Having worked in air safety emergency management, my mantra is ‘no one carries a sign warning today’s the emergency’. My husband’s strained voice announced our emergency: “Help! I’ve hurt myself. Get an ambulance.”
“Where are you?” I shout.
“Under the jacaranda.”
A raised foot marks where my husband lies hidden in dense vegetation. He has fallen 2 metres off a ladder, striking his head on a tree root. He complains of numbness, difficulty breathing and chest pain. Sprawled in the undergrowth, covered in abrasions he resembles a broken marionette.
Mentally I run through the first aid checklist:
Recognising how serious the injury might be I know there are three possible outcomes: death, quadriplegia or lengthy impaired recovery.
Calling emergency I am flummoxed by the question, ‘Police, fire, ambulance?’
“What? Oh, ambulance. My husband’s fallen off a ladder. I think he’s broken his neck. He has difficulty breathing and chest pain.”
She takes my address we run through what I could do, which was scant, other than keeping him warm and observe closely for deterioration.
Shouting for help at the window I watch our son wave me away. He is wearing headphones and is on a conference call. I chock open our side gate and move the car out of the driveway to clear access for the ambulance. I knock on my son’s door only to be dismissed again with a wave of his hand, there will be no help from him.
------------------------
__TASK REQUIREMENTS__. Rewrite the passage about the ladder fall from "Having worked in" up to and including "a broken marionette.", substituting "gum tree" for "jacaranda". Rely only on the passage about the ladder fall.

Entries taken from a collection:
------------------------
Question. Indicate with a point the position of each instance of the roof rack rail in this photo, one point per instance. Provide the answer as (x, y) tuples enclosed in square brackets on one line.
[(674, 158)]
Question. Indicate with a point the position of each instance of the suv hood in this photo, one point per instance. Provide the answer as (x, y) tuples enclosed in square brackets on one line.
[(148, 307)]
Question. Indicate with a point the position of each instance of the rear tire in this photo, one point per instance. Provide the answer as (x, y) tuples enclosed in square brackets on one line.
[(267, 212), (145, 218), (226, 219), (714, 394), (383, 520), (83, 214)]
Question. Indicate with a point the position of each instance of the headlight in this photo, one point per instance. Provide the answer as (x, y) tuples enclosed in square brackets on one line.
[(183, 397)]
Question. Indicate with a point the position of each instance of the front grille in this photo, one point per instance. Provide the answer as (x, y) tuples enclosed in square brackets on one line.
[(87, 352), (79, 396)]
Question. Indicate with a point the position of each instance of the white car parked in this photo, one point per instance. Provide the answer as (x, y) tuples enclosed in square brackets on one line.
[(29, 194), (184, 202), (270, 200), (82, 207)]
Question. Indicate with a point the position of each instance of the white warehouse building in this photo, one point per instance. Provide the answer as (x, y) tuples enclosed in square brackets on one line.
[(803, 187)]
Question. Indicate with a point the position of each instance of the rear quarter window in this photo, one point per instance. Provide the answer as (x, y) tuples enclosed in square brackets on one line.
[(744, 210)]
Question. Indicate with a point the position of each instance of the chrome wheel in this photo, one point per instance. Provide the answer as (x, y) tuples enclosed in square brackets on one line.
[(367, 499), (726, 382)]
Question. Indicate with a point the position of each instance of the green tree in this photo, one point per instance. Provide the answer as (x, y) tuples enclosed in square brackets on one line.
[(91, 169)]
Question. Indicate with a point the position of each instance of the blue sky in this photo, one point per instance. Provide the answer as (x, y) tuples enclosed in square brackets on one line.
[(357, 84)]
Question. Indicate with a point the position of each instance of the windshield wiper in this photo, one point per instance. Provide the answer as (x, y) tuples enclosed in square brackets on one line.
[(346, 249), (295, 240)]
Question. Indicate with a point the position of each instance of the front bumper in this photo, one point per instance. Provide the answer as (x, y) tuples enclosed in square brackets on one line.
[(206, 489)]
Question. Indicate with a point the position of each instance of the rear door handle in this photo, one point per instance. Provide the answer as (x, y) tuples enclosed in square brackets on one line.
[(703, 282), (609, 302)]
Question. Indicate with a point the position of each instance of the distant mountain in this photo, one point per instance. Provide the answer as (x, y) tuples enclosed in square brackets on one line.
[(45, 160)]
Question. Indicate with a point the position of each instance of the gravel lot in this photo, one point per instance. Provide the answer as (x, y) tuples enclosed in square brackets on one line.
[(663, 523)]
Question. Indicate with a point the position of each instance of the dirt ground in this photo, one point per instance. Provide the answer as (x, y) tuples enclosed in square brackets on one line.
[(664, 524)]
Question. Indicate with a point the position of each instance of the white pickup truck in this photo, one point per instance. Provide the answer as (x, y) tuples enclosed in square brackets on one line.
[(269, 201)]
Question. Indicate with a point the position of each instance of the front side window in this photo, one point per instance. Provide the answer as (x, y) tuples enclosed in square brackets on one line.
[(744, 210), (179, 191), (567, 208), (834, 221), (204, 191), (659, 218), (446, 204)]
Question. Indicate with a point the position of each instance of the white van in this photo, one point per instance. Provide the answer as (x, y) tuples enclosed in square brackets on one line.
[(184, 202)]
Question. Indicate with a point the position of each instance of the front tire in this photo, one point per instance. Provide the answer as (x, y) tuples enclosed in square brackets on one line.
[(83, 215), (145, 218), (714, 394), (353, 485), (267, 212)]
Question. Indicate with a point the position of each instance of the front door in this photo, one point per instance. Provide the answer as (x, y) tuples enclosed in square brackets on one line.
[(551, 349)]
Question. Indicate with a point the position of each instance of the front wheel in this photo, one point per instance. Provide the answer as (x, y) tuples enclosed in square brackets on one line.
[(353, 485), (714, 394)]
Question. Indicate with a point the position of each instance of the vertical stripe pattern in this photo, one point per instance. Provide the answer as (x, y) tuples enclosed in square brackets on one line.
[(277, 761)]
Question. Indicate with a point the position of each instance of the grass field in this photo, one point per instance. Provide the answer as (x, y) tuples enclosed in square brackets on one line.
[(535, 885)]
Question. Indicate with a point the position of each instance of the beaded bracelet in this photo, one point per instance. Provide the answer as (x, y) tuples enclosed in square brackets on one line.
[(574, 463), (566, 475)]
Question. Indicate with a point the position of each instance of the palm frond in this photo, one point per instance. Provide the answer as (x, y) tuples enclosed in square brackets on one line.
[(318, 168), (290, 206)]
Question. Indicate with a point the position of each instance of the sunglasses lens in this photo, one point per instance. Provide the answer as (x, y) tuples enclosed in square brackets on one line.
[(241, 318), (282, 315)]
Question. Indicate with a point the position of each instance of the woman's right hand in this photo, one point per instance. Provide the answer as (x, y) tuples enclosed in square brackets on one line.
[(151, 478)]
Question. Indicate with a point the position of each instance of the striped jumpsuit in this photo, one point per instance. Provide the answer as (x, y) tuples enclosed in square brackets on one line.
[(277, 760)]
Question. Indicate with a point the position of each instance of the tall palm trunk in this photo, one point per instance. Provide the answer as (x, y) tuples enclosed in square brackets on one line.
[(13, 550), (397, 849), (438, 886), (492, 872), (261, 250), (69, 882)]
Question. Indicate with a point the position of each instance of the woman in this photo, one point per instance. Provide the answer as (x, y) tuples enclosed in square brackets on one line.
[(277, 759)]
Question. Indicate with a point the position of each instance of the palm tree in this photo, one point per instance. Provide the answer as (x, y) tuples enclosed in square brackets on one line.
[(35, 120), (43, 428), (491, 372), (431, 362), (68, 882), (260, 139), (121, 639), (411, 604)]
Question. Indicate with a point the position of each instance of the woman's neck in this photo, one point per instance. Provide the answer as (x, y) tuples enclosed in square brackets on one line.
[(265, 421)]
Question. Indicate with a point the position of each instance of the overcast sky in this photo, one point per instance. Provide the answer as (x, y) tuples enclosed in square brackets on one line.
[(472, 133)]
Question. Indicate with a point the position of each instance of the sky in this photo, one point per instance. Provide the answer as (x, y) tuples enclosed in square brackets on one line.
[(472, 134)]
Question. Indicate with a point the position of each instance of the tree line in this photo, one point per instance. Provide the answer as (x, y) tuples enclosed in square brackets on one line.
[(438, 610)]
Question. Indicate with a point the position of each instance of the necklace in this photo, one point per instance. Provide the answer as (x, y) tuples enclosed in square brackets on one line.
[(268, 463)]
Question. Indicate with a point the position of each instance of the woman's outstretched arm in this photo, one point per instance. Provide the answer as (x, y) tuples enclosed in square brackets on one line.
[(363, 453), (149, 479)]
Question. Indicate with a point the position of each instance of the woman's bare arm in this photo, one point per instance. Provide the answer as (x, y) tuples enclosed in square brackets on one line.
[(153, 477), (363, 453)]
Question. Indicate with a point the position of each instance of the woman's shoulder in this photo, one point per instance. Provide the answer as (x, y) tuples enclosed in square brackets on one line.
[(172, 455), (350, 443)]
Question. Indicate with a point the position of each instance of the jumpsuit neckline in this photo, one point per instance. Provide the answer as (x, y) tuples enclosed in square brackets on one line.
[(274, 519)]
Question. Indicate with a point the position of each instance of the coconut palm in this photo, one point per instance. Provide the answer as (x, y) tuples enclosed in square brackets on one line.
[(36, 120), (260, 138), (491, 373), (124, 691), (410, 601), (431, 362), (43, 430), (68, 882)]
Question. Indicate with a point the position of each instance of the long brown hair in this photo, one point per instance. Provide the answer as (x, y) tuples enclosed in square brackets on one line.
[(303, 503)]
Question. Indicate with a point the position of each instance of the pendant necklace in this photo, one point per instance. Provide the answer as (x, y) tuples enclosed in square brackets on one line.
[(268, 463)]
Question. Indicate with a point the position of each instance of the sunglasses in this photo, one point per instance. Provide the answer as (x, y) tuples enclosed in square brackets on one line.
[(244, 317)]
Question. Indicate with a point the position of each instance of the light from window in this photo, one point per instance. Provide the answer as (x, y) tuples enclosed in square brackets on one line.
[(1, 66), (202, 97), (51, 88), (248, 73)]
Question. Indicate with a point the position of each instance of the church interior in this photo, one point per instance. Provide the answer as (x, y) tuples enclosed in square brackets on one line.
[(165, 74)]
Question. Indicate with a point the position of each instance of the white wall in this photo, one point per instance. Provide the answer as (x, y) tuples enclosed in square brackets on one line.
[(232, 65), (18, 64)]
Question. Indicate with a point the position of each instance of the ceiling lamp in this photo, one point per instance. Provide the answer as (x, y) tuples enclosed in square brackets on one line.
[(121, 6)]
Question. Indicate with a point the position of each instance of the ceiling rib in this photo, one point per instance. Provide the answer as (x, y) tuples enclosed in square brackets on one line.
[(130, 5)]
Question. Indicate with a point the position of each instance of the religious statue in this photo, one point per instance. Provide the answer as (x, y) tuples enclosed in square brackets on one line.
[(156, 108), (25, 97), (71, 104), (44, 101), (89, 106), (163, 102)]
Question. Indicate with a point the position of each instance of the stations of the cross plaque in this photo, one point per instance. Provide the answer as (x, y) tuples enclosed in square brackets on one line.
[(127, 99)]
------------------------
__RESULT OF THE EXERCISE__.
Having worked in air safety emergency management, my mantra is ‘no one carries a sign warning today’s the emergency’. My husband’s strained voice announced our emergency: “Help! I’ve hurt myself. Get an ambulance.”
“Where are you?” I shout.
“Under the gum tree.”
A raised foot marks where my husband lies hidden in dense vegetation. He has fallen 2 metres off a ladder, striking his head on a tree root. He complains of numbness, difficulty breathing and chest pain. Sprawled in the undergrowth, covered in abrasions he resembles a broken marionette.